* **SECCIÓN DE TEXTO**:
------------------------

Algo particularmente llamó la atención: en los momentos en que la marcha pasó cerca de granaderos, fueron las voces de los estudiantes las que más resentimiento mostraron. Expresiones de varios de ellos incluyeron vociferaciones como “granadero, hermano del puerco y del marrano”, “policía consciente se da un tiro en la frente” y muchas otras que cada uno gritó como quiso. Hubo quienes no dudaron al escupir a los escudos. Cuando en algún momento un pequeño grupo expresó consignas como “policía consciente se une al contingente” sus integrantes fueron vistos con ojos que les acusaban de alta traición por parte de los coléricos compañeros. Aquellas consignas más ligeras, acaso tolerantes, parecían percibidas por la mayoría como regalados perdones ante crímenes inhumanos. Todo aquello provocó un severo malestar en un cierto grupo, en el que me encontraba.
Algunos compañeros nos adelantamos para ver si el ambiente era uniforme. Los estudiantes, en empatía con los maestros, se encontraban atrás; los propios profesores, adelante. El evento estaba definitivamente dividido. Por otro lado, los maestros, algunos cargando casas de campaña u otras pertenencias que pudieron apenas rescatar del terrible desalojo, permanecían formados, cansados pero serenos e invitaban, en general, a los granaderos a unirse a la marcha. “Policía, escucha, ésta es tu lucha”, decían algunos.
Todo aquello es digno de una urgente crítica. ¿Cuál es el terrible problema? Me parece más fácil comenzar explicando lo que NO me parece un problema grave, de suerte que pueda evitar importantes confusiones que mi posición podría causar si la expusiera en seco.

------------------------

* **CONJUNTO DE REGISTROS**:
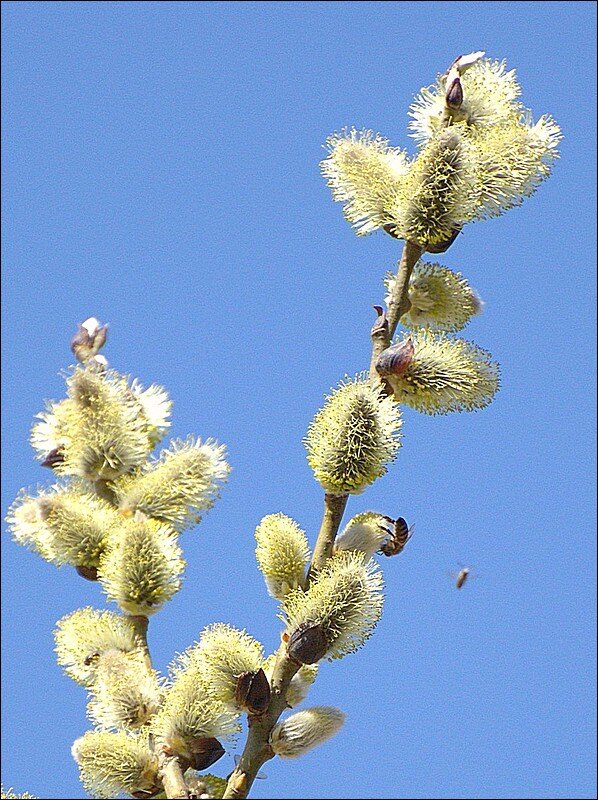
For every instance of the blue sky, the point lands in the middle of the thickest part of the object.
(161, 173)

------------------------

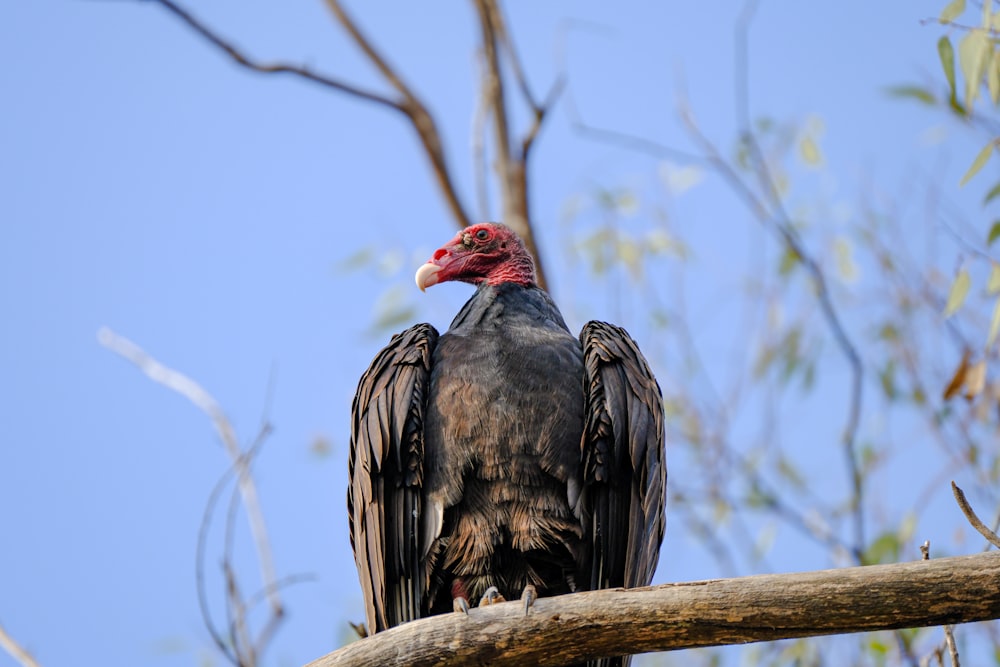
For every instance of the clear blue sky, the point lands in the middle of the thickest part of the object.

------------------------

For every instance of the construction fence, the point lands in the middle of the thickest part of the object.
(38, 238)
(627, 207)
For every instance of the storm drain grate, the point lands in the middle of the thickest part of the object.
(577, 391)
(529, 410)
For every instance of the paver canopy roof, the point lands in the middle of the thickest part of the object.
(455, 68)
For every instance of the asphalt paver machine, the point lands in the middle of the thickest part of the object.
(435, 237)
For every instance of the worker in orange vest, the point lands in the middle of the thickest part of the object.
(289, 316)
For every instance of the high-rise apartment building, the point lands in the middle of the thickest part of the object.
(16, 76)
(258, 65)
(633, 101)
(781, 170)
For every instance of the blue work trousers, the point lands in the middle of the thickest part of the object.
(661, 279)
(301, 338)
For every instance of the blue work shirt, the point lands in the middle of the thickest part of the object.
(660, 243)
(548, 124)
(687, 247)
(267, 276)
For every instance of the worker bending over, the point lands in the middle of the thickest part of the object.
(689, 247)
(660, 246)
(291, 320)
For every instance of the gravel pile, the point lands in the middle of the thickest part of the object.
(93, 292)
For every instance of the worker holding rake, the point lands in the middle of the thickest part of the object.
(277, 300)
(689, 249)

------------------------

* **QUÉ HACER**: Copia textualmente del texto sobre la marcha el fragmento que va de "Todo aquello es" a "expusiera en seco.".

* **SOLUCIÓN**:
Todo aquello es digno de una urgente crítica. ¿Cuál es el terrible problema? Me parece más fácil comenzar explicando lo que NO me parece un problema grave, de suerte que pueda evitar importantes confusiones que mi posición podría causar si la expusiera en seco.